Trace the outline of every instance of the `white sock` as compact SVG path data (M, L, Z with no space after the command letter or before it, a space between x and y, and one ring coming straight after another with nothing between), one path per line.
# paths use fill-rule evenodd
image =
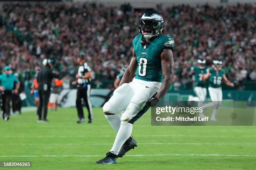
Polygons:
M216 105L216 104L215 102L210 102L208 103L205 104L205 105L204 105L204 109L205 109L207 108L213 107Z
M132 131L133 124L127 122L121 122L114 145L110 151L113 152L115 155L118 155L122 146L131 136Z
M217 111L218 111L218 109L215 108L213 111L212 111L212 116L211 117L211 119L216 119L216 115L217 115Z
M117 133L120 128L121 124L121 116L118 114L111 115L106 115L105 117L109 122L109 124L113 128L113 129Z

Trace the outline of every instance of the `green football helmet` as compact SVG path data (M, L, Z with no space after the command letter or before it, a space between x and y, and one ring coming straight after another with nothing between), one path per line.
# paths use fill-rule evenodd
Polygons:
M140 33L144 38L149 39L162 32L163 23L164 19L159 13L155 11L147 11L140 20Z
**********
Set out every non-blank line of the rows above as a Markdown table with the columns Number and Content, leaving the pictures out.

| Number | Content |
|---|---|
| 1 | Trace the outline of every instance of the `white sock` as compact SVG path data (M, L, Z with no space after the command letter or before it, a space between x and y, and one ring coming straight after another with nothing between), one path per line. |
| 2 | # paths use fill-rule evenodd |
| 3 | image = |
| 4 | Polygons: |
| 5 | M216 105L216 104L215 102L210 102L208 103L205 104L205 105L204 105L204 109L205 109L207 108L213 107Z |
| 6 | M132 131L133 124L127 122L121 122L114 145L110 151L113 152L115 155L118 155L122 146L131 136Z |
| 7 | M217 111L218 111L218 109L215 108L213 111L212 111L212 116L211 117L211 119L216 119L216 115L217 115Z |
| 8 | M117 133L120 128L121 124L121 116L118 114L111 115L106 115L105 117L109 122L109 124L113 128L113 129Z |
| 9 | Trace the outline of every instance of the `green football helmet` as compact SVG path data (M, L, Z with no space after the command letter or before it, a space between x and y, and one ring coming straight after another with nothing between), one path per line. |
| 10 | # paths use fill-rule evenodd |
| 11 | Polygons: |
| 12 | M140 33L144 38L149 39L162 32L163 23L164 19L159 13L155 11L147 11L140 20Z |